• **STATED EXERCISE**
Please replace "Localize every" with "Mark each" throughout the material below and give it again with nothing else changed. Leave the pictures out of your answer.

• **DATASET EXCERPTS**

....

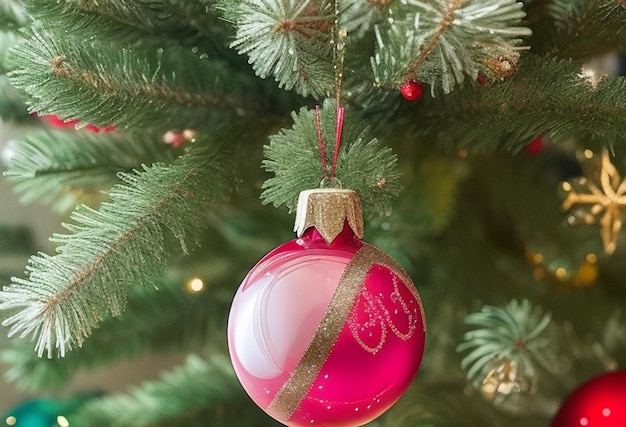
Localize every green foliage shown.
[261,101,400,216]
[0,0,29,32]
[222,0,334,98]
[529,0,626,64]
[1,270,231,391]
[372,0,531,95]
[0,140,228,357]
[9,24,265,131]
[72,354,278,427]
[5,131,180,212]
[457,300,554,394]
[20,0,225,54]
[409,54,626,152]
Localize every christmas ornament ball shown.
[551,371,626,427]
[400,80,424,101]
[228,189,425,426]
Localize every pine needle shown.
[0,140,232,357]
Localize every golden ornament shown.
[561,151,626,255]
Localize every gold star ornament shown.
[561,152,626,255]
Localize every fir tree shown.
[0,0,626,426]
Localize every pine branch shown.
[220,0,334,98]
[457,300,555,395]
[72,354,278,427]
[261,101,400,216]
[2,268,235,390]
[0,140,233,357]
[372,0,531,95]
[26,0,225,54]
[4,131,180,212]
[0,0,29,32]
[412,55,626,151]
[0,76,32,121]
[9,24,271,130]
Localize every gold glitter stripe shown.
[267,243,423,420]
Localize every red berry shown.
[400,80,424,101]
[35,113,115,133]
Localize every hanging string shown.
[331,107,344,178]
[315,105,345,179]
[315,0,347,186]
[315,105,328,179]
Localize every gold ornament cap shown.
[293,188,363,245]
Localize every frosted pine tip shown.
[400,80,424,101]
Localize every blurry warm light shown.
[187,277,204,293]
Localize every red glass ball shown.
[400,80,424,101]
[552,371,626,427]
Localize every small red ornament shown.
[35,113,115,133]
[400,80,424,101]
[551,371,626,427]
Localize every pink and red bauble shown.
[400,80,424,101]
[552,371,626,427]
[228,190,425,426]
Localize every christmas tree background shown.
[0,0,626,426]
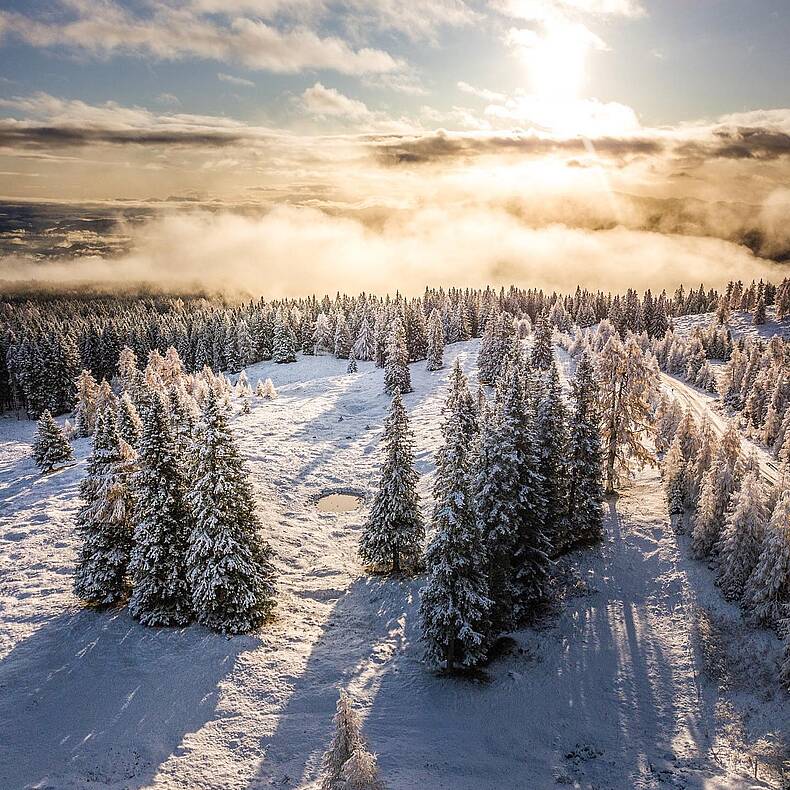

....

• **THE RESULT**
Mark each green foliage shown.
[261,101,400,216]
[0,0,29,32]
[222,0,334,98]
[529,0,626,64]
[1,270,231,391]
[372,0,531,95]
[0,140,228,357]
[9,24,265,131]
[72,354,278,427]
[5,131,180,212]
[457,300,554,394]
[20,0,225,54]
[409,54,626,152]
Mark each christmas ornament ball shown.
[551,371,626,427]
[400,80,424,101]
[228,189,425,426]
Mark each pine needle shown.
[0,140,232,357]
Mark each golden ornament shown.
[561,151,626,255]
Mark each gold star ornament shown.
[561,152,626,255]
Mark each fir tree shown.
[0,0,626,426]
Mark each pine branch shown.
[220,0,334,98]
[457,300,555,395]
[72,354,278,427]
[261,101,400,216]
[2,268,235,390]
[0,140,233,357]
[372,0,531,95]
[26,0,225,54]
[4,131,180,212]
[0,0,29,32]
[412,55,626,151]
[0,76,32,121]
[9,24,271,130]
Mark each gold glitter stripe shown.
[267,243,423,420]
Mark each red berry shown.
[400,80,424,101]
[35,113,115,133]
Mark each hanging string shown.
[331,107,344,178]
[315,105,345,179]
[315,0,347,186]
[315,105,328,179]
Mark each gold ornament cap shown.
[293,188,363,245]
Mark each frosted pine tip shown.
[400,80,424,101]
Mark each blurry warm light shown.
[187,277,204,293]
Mark each red glass ball shown.
[400,80,424,101]
[552,371,626,427]
Mark each small red ornament shown.
[35,113,115,133]
[400,80,424,101]
[551,371,626,427]
Mark each pink and red bauble shown.
[400,80,424,101]
[552,371,626,427]
[228,190,425,426]
Mark each christmas tree background shown.
[0,0,626,426]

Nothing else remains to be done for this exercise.